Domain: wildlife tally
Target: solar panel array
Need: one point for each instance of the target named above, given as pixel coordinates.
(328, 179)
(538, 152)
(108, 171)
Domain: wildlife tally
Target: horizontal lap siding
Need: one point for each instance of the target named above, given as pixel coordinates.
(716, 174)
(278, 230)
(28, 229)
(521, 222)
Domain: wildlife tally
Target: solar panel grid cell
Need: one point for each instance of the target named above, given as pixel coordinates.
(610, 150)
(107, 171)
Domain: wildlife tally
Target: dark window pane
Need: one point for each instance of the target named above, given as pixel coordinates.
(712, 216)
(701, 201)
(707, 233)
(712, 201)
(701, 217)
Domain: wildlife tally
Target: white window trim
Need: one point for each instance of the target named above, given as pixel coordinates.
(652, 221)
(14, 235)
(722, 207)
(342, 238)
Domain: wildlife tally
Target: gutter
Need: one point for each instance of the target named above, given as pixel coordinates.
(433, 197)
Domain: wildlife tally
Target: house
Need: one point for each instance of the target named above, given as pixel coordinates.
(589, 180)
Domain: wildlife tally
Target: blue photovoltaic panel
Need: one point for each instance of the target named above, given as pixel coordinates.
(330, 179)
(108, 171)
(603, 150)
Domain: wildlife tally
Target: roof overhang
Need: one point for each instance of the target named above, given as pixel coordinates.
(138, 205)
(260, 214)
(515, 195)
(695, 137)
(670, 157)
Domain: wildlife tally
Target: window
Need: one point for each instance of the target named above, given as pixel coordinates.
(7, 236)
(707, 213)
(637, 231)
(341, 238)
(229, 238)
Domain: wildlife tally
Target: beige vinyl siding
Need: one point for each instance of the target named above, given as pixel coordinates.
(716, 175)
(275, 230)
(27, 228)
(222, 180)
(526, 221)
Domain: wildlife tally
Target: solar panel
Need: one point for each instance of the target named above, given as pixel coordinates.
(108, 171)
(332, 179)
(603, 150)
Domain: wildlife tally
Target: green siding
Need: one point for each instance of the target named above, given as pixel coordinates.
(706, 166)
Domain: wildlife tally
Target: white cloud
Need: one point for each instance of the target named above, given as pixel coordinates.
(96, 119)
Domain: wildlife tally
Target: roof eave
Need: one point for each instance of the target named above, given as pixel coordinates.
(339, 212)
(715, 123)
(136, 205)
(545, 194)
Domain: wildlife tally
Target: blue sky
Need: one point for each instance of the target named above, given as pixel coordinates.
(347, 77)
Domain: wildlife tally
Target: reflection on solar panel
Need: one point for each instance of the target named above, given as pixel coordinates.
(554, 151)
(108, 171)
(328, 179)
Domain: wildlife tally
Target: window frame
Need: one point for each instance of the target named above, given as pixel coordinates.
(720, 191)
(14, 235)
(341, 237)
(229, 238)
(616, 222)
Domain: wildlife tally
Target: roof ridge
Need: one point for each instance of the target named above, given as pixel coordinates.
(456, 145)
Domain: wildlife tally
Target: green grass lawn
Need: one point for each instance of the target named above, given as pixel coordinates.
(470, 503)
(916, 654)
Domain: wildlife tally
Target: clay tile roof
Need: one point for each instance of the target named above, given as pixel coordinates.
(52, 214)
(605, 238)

→ **WRITTEN INSTRUCTION**
Repeat each record exactly. Omit nothing.

→ **RESPONSE TO THIS TASK**
Domain: wildlife tally
Target: solar panel array
Need: one point for each instance of the target named above, given as pixel coordinates.
(328, 179)
(538, 152)
(108, 171)
Domain: wildlife tally
Target: horizontal lap siding
Need: one point for each instance of the target named above, given as pixel coordinates.
(716, 174)
(278, 230)
(28, 229)
(521, 222)
Domain: wildlife tally
Target: solar panel grid cell
Need: one point for each instance of the target named above, given as pixel coordinates.
(610, 150)
(107, 171)
Domain: wildlife tally
Target: dark window pane
Need: one point for each instance of the target named above, given as pixel coordinates.
(712, 216)
(701, 201)
(707, 233)
(712, 201)
(701, 217)
Domain: wildlife tally
Target: white window trim
Need: one point for each instance of the target named above, given as pixel coordinates.
(652, 221)
(14, 235)
(722, 207)
(342, 238)
Domain: wildlife tally
Target: gutter
Need: one point for each instance of the target named above, given as pixel coordinates.
(433, 197)
Domain: wildlife tally
Target: house
Need: one point for each instance of the target named above, given as pixel coordinates.
(589, 180)
Domain: wildlife tally
Target: blue photovoltaic panel
Need: one point for each instance of the target named above, given as pixel coordinates.
(330, 179)
(108, 171)
(603, 150)
Domain: wildlife tally
Target: roof overhang
Need: one point for each instance of the target named above, given as pixel coordinates.
(138, 205)
(260, 214)
(515, 195)
(695, 137)
(670, 157)
Domain: wildlife tally
Target: window
Need: one point for each instance of the target named above, given as pixel coordinates.
(7, 236)
(707, 213)
(637, 231)
(341, 238)
(229, 238)
Domain: wildlife tally
Target: beige vinyl siding
Need: one point for each instance of the target named above, given as pixel coordinates.
(716, 175)
(275, 230)
(27, 228)
(222, 180)
(526, 221)
Domain: wildlife tally
Target: solar panel
Need: one point for each instance of the target named above, given as pixel coordinates.
(108, 171)
(332, 179)
(603, 150)
Domain: wildlife tally
Target: green siding
Need: one point for each instance of the target named above, given as pixel coordinates.
(706, 166)
Domain: wildlife tally
Target: white cloud
Need: one point for each instance of the target named above, given as pixel coordinates.
(96, 119)
Domain: wildlife tally
Target: roof eave
Need: one point for each instance of the target named above, given as pixel coordinates.
(339, 212)
(715, 123)
(136, 205)
(545, 194)
Domain: wildlife tally
Target: blue sky
Need: one point for each instance of the target named above, given as pixel coordinates.
(347, 77)
Domain: wildlife tally
Target: reflection on solar panel
Need: one point for each instance of the target named above, given as pixel coordinates.
(554, 151)
(108, 171)
(328, 179)
Domain: wildlife tally
Target: window frame
Need: one point for each instance of the target named above, given as pixel coordinates.
(720, 191)
(14, 235)
(341, 237)
(229, 238)
(616, 222)
Domain: wildlife tally
Target: roof ridge
Need: one point for each instance of the target named above, given as pixel coordinates.
(456, 145)
Domain: wildlife tally
Target: green grass lawn
Need: one point for each instance of the target named above, given as pixel coordinates.
(470, 503)
(916, 654)
Domain: wildlife tally
Target: clay tile roof
Need: one point for each instance of the target named above, given as pixel coordinates.
(52, 214)
(605, 238)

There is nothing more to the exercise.